→ **Aim of the exercise**
Find every line in the items below that contains the string "horn" and copy each of those lines. The match is case-sensitive.

→ **Records shown**
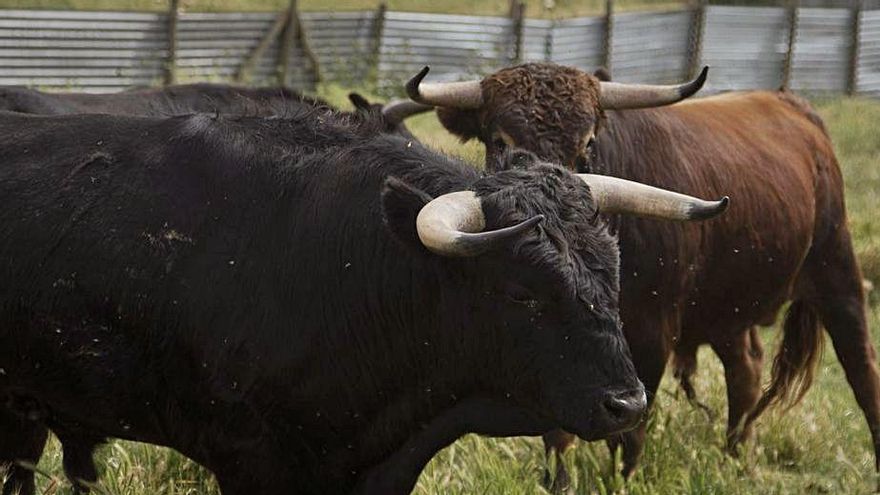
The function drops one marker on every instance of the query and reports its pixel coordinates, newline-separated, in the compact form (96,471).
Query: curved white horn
(615,195)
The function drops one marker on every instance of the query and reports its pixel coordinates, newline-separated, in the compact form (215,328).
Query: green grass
(534,8)
(821,446)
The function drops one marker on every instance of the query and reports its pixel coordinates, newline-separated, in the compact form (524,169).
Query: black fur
(228,287)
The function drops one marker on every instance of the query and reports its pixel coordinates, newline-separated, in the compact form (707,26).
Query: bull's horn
(452,225)
(399,110)
(619,96)
(464,94)
(614,195)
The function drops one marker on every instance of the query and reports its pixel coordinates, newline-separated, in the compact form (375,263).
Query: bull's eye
(591,144)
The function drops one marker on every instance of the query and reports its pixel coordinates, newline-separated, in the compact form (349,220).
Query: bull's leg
(78,463)
(837,279)
(742,355)
(684,368)
(21,441)
(556,443)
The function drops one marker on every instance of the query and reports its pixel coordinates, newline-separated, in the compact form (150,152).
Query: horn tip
(412,86)
(710,209)
(692,87)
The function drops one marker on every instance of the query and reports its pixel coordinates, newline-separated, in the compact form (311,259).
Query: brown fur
(684,285)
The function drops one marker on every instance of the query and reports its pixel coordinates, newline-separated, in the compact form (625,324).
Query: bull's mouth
(617,411)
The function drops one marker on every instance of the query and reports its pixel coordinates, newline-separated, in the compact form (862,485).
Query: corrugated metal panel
(88,50)
(343,43)
(537,40)
(213,47)
(868,81)
(99,51)
(650,47)
(746,47)
(822,50)
(454,46)
(579,42)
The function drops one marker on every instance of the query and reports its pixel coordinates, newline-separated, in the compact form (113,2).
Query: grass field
(820,447)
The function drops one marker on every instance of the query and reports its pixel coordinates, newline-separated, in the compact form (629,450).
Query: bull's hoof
(560,485)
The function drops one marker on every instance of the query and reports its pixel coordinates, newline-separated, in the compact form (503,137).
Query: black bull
(200,283)
(784,239)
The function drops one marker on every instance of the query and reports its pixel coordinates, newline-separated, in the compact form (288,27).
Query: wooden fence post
(376,49)
(792,39)
(286,48)
(171,59)
(517,13)
(548,41)
(855,38)
(695,39)
(247,68)
(609,22)
(294,31)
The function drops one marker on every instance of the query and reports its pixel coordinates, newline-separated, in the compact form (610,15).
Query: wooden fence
(807,49)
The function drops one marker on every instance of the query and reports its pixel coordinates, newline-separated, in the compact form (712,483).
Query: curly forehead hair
(552,106)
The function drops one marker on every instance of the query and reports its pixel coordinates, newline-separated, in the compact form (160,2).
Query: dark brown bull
(785,237)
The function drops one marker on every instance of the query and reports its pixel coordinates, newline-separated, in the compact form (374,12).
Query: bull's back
(773,161)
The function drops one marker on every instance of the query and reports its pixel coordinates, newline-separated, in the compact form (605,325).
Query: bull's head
(545,108)
(547,295)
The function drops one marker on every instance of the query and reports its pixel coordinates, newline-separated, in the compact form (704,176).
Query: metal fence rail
(868,81)
(833,49)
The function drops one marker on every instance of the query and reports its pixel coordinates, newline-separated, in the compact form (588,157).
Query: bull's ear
(602,74)
(463,123)
(401,204)
(359,102)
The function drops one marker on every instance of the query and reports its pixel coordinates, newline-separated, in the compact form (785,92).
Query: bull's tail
(795,362)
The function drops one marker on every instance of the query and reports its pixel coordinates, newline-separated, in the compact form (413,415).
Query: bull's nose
(624,409)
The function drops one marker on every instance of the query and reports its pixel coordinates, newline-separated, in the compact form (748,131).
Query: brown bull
(785,237)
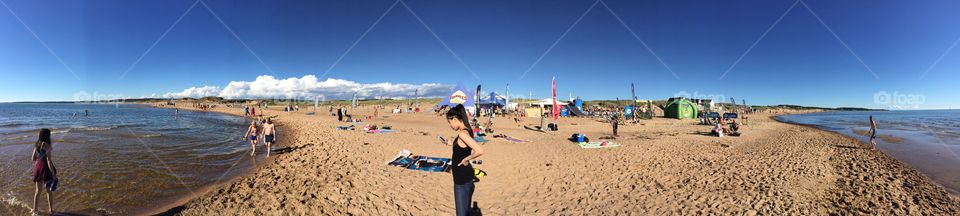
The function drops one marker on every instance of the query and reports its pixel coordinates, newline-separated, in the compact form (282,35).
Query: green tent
(680,108)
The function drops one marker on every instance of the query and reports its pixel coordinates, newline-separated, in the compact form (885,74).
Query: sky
(846,53)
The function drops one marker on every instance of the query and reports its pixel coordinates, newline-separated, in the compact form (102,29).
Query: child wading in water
(44,172)
(252,134)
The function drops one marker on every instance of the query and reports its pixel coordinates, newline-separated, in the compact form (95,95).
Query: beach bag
(475,210)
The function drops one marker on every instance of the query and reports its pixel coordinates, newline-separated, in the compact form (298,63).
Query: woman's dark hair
(43,139)
(460,113)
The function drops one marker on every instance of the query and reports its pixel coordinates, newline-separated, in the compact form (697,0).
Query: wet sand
(665,166)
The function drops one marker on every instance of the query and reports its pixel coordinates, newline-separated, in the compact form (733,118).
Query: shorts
(268,138)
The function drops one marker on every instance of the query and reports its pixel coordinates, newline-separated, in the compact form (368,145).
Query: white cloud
(194,92)
(309,86)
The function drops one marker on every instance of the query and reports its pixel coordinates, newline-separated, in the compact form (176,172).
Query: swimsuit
(268,138)
(41,172)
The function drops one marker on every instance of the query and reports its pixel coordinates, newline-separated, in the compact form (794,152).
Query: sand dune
(665,166)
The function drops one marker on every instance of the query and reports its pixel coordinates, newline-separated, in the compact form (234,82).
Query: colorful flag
(556,108)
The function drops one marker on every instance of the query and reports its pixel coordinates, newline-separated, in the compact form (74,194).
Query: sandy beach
(665,166)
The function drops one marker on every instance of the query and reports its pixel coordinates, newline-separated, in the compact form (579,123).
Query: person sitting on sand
(252,136)
(269,131)
(734,126)
(873,132)
(465,148)
(44,172)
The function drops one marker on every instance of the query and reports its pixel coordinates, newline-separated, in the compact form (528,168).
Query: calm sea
(121,159)
(927,140)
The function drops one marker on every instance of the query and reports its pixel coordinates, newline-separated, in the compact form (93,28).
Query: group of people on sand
(261,129)
(202,106)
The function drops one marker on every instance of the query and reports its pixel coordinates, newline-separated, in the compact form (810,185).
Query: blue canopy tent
(459,95)
(493,100)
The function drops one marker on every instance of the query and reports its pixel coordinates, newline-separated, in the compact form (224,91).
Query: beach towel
(600,144)
(533,128)
(422,163)
(508,138)
(511,139)
(380,131)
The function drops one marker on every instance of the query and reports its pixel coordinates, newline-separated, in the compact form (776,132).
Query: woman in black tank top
(464,150)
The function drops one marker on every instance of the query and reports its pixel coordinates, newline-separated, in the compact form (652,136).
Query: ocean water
(927,140)
(121,159)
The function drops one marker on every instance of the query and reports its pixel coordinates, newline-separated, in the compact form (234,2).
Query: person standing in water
(44,171)
(465,148)
(873,132)
(339,113)
(252,134)
(268,134)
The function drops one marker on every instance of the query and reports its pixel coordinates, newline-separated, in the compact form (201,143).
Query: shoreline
(952,192)
(178,204)
(348,178)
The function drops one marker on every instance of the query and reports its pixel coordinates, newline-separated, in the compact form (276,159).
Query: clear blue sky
(798,62)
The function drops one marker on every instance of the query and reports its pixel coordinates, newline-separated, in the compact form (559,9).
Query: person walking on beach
(252,134)
(873,132)
(465,148)
(614,122)
(44,171)
(339,112)
(268,134)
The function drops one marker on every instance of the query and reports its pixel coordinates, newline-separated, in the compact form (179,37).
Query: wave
(12,125)
(85,128)
(149,135)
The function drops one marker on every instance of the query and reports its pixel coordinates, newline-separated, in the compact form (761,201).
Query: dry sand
(665,166)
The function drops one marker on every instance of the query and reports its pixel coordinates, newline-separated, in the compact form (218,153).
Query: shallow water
(930,138)
(121,159)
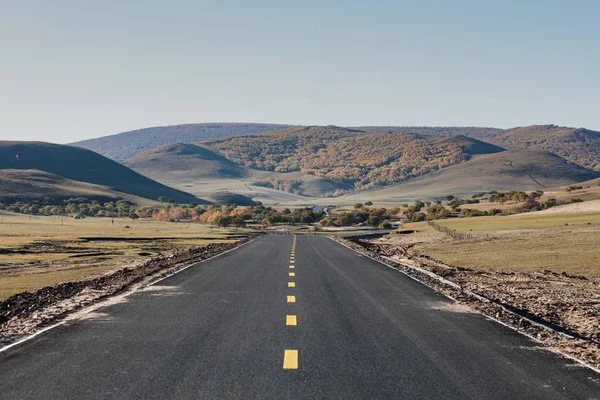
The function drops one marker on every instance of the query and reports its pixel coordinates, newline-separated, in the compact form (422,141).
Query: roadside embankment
(561,311)
(23,313)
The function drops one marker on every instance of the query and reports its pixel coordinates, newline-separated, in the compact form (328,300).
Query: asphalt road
(227,328)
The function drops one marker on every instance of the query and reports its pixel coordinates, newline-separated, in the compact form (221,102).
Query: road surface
(246,325)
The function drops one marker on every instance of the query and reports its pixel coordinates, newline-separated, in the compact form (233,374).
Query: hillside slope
(33,185)
(509,170)
(184,161)
(125,145)
(86,166)
(208,174)
(364,160)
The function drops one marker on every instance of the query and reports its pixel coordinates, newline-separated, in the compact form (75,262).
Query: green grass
(534,242)
(39,265)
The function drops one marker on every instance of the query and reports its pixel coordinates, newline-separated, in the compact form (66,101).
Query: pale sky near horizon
(72,70)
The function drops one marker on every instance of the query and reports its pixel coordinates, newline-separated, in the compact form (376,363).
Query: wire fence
(451,232)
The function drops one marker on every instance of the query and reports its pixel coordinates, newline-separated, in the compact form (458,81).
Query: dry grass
(536,242)
(40,251)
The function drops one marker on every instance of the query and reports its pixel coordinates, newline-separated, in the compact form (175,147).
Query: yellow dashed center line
(290,359)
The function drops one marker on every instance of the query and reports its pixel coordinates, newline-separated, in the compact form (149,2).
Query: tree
(266,222)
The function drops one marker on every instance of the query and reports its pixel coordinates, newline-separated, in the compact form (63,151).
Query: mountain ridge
(77,164)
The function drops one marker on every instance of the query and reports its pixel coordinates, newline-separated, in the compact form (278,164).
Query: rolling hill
(363,160)
(77,164)
(184,161)
(505,171)
(125,145)
(28,185)
(206,173)
(580,146)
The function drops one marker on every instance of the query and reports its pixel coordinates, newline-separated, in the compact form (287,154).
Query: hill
(353,157)
(83,165)
(33,185)
(184,161)
(581,146)
(232,198)
(125,145)
(202,171)
(471,131)
(505,171)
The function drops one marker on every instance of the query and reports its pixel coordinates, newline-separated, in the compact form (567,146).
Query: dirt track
(567,308)
(23,313)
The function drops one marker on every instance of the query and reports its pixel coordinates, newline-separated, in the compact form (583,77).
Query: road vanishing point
(287,317)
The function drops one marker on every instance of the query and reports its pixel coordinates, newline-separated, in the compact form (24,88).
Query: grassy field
(40,251)
(528,242)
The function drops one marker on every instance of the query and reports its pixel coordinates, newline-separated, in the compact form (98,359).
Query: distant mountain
(580,146)
(32,185)
(184,162)
(232,198)
(471,131)
(205,172)
(82,165)
(125,145)
(364,160)
(508,170)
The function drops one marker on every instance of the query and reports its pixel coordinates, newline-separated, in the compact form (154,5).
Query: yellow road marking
(290,359)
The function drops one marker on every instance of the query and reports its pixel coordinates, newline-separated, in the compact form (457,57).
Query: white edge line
(25,339)
(583,363)
(199,262)
(96,306)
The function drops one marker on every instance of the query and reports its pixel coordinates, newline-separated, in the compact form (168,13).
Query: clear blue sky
(72,70)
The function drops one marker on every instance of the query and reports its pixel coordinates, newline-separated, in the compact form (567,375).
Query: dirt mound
(22,313)
(560,310)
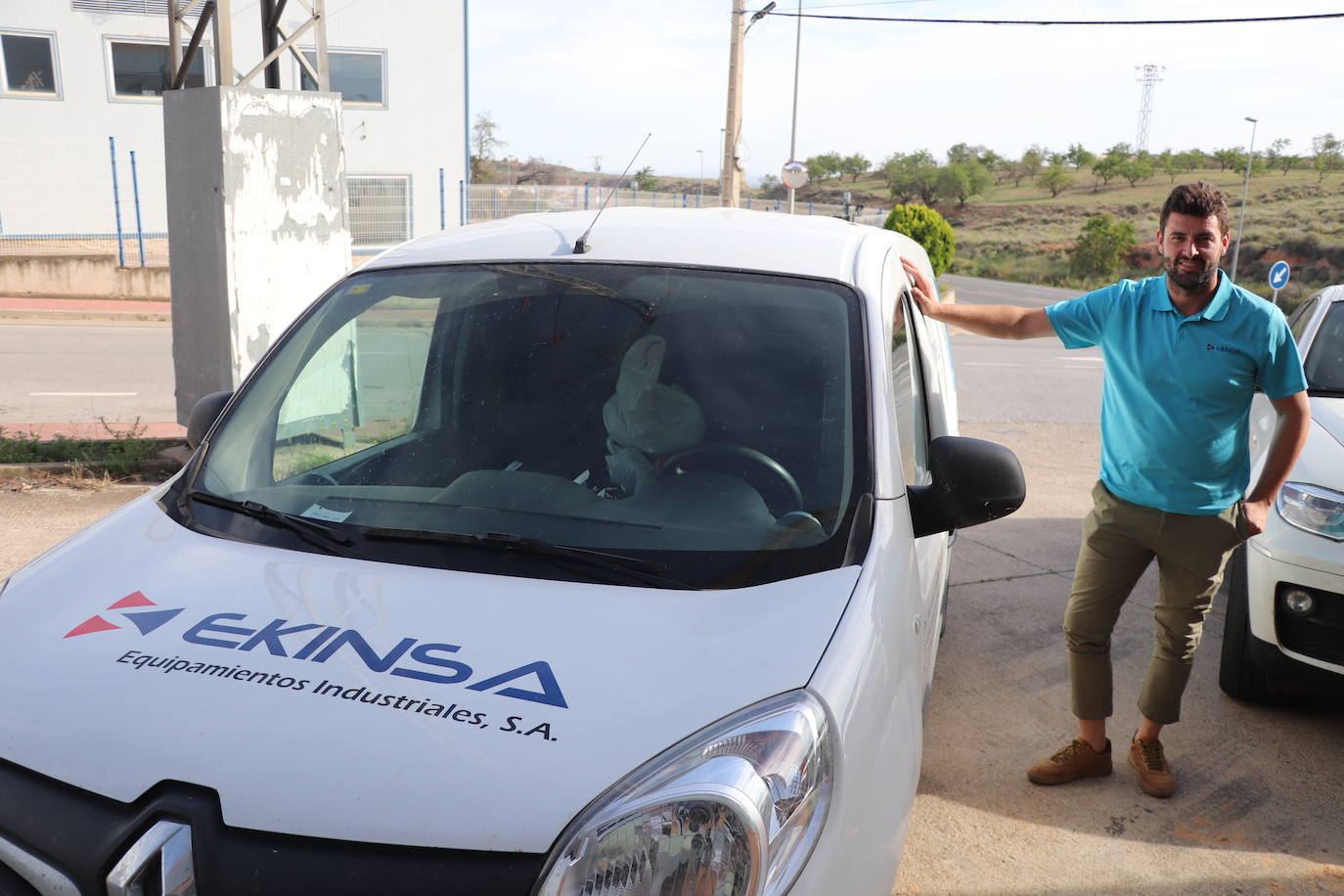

→ **Correct response**
Query: curved white horn
Query: bull's horn
Query: horn tip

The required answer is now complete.